Given records:

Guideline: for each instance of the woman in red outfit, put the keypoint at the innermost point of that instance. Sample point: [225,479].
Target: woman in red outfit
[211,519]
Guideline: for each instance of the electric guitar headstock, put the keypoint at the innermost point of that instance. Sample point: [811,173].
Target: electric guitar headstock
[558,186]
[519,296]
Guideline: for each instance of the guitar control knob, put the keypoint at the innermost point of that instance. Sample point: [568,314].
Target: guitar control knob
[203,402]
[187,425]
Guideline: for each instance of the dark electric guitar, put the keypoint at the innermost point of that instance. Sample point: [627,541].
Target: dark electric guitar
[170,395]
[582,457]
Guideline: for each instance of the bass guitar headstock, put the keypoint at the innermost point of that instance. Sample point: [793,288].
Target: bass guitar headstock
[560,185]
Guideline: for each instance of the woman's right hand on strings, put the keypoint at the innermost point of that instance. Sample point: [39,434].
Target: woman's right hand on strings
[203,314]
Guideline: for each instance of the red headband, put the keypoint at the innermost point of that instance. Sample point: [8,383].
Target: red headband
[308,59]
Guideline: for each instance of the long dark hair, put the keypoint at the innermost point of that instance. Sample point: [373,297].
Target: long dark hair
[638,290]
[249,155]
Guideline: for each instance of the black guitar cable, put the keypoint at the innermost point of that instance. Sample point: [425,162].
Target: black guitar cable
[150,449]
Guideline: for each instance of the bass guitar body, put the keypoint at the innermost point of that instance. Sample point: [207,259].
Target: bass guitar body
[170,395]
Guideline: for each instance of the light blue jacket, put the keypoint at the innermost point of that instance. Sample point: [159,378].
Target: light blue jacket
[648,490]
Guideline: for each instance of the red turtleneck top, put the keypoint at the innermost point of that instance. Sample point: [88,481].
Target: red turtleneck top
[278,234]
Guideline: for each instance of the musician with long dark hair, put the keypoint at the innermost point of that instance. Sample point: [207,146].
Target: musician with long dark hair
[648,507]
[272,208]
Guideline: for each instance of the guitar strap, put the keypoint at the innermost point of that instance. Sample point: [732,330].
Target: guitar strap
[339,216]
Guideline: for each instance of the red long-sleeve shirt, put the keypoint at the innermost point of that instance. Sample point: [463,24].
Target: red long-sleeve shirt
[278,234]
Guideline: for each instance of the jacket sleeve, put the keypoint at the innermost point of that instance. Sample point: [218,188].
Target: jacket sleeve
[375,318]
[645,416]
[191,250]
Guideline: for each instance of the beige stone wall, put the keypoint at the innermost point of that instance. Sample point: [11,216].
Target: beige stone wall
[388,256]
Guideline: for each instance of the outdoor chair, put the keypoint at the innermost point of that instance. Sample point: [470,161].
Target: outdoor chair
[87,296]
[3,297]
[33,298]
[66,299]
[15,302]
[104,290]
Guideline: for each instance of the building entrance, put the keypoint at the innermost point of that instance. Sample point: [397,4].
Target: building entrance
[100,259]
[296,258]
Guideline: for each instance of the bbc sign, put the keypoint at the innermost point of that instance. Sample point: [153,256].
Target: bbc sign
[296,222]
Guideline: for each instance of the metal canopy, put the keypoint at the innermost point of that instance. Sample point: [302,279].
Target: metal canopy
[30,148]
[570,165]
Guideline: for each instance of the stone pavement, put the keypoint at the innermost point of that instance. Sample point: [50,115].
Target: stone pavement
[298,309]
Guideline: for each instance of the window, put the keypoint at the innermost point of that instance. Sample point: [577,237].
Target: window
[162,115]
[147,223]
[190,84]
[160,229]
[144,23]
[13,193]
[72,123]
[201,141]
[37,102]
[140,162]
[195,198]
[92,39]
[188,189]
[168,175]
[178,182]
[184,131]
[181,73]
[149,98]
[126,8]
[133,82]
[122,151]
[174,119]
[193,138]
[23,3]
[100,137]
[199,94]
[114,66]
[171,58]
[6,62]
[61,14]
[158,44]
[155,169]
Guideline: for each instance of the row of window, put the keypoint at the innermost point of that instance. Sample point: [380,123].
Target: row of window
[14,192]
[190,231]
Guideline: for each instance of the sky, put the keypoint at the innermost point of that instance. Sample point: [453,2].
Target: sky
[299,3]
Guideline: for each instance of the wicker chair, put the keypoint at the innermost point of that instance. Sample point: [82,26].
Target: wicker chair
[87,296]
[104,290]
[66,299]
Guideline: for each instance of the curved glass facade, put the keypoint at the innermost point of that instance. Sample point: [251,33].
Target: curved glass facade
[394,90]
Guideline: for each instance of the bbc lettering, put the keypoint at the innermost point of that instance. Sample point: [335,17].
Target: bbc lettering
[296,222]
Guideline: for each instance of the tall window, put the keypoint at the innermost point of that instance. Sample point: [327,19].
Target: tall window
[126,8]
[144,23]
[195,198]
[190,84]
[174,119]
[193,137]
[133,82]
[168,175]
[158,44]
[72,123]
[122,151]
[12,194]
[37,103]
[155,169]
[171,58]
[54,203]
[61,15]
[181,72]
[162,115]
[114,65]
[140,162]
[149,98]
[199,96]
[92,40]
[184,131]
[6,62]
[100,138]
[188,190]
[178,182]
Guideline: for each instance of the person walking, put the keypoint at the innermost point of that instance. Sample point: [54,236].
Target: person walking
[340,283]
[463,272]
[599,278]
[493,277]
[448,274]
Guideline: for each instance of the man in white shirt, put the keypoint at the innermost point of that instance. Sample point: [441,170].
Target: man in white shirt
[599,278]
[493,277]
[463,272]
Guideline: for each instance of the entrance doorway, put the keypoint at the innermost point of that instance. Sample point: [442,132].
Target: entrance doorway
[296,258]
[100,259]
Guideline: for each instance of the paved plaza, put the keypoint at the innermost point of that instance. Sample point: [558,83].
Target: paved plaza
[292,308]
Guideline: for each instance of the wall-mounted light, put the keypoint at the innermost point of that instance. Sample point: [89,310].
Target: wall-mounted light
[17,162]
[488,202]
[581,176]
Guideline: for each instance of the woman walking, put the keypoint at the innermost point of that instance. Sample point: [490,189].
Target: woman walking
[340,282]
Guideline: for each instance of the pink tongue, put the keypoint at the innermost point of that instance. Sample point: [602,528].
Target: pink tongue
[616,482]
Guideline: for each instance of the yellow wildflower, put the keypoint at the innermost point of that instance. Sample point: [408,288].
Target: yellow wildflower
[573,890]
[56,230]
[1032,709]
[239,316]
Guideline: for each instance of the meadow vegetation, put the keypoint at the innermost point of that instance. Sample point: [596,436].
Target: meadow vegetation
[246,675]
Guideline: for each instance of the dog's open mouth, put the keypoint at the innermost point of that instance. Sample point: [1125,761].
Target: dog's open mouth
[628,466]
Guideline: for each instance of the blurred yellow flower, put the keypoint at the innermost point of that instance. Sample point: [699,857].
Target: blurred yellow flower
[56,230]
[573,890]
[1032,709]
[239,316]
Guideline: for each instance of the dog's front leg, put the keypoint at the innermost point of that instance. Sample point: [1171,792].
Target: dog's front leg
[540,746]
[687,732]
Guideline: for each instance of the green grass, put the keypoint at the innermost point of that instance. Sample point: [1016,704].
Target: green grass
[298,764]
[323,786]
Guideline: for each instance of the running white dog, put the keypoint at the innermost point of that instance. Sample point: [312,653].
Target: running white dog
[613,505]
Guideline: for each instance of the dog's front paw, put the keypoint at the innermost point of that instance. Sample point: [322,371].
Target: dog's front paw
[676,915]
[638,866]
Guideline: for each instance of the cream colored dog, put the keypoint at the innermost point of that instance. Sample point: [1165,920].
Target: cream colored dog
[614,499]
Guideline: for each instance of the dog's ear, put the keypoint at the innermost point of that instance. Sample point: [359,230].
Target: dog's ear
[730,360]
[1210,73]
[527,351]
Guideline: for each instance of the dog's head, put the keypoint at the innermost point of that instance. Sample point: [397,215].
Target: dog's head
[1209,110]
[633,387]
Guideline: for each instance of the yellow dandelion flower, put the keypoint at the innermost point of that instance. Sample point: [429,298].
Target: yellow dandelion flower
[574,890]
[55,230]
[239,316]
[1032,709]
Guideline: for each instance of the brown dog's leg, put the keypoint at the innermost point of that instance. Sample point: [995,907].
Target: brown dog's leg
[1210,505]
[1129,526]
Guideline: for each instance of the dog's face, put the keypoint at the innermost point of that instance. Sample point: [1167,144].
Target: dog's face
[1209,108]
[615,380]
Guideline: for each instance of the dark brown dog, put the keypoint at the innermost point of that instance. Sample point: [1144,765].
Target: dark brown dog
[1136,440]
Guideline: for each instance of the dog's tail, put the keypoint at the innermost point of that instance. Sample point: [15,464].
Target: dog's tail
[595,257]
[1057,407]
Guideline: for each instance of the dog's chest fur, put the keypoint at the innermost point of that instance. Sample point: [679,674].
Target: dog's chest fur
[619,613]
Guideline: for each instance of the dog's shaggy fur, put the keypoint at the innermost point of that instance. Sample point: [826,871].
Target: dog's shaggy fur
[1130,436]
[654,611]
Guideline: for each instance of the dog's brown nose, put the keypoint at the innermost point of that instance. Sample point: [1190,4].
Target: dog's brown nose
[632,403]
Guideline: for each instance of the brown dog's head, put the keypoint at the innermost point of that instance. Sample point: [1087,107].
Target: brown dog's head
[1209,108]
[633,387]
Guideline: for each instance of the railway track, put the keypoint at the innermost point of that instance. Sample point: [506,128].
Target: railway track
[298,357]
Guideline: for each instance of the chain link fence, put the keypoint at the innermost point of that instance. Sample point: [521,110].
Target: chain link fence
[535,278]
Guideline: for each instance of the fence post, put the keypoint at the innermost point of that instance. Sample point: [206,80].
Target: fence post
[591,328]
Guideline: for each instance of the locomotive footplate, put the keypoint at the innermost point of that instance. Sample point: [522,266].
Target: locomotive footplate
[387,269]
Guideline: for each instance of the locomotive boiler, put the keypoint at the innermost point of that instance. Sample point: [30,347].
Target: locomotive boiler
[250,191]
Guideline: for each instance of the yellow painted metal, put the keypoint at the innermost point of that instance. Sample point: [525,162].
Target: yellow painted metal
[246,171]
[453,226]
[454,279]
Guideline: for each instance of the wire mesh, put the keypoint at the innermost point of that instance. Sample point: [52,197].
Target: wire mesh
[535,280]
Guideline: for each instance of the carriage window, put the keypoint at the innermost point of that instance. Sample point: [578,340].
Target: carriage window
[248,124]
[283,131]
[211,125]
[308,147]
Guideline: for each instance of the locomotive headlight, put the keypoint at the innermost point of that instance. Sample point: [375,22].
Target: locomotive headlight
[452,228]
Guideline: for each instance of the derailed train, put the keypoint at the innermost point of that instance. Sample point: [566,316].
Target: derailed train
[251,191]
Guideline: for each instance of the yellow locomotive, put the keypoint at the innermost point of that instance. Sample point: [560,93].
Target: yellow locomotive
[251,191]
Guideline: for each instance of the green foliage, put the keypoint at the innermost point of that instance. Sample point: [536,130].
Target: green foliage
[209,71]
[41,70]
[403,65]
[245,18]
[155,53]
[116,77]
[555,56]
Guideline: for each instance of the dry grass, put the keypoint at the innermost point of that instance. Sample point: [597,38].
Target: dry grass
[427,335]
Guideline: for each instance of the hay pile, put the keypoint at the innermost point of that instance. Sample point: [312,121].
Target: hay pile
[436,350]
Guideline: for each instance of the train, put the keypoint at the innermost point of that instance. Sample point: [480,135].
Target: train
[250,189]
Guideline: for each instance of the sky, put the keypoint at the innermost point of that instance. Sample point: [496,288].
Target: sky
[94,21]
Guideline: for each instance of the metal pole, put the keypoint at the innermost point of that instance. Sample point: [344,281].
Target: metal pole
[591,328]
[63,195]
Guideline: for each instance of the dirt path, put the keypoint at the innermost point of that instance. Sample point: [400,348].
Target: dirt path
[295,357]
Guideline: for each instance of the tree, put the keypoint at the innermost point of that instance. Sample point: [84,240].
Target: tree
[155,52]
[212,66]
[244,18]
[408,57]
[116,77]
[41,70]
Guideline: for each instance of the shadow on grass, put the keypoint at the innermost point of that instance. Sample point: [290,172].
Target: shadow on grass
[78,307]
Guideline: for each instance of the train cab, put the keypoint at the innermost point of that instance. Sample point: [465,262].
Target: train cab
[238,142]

What to do: Among the records above, only the lines between the line holding "Target: green grass" and the line holding "Guideline: for each instance of the dog's ear, put", inclusive, are to be output, exactly as written.

Finished task:
Target: green grass
[298,764]
[323,786]
Guideline: for each instance of the running white dog, put the keypoint at the innermost point of that instance. Sample point: [312,653].
Target: running white dog
[613,505]
Guideline: for each instance of the dog's front paw, put the keypoint at the innermost point of that instance. Sample point: [322,371].
Target: dog's front paw
[676,915]
[638,866]
Guideline: for each instance of the cream colored dog, put the keypoint at the innermost point of that instance. Sample point: [1165,920].
Target: cream colored dog
[614,499]
Guideline: for each instance of the dog's ear, put the keypoint at the innermost point of that instance. Sample point: [359,230].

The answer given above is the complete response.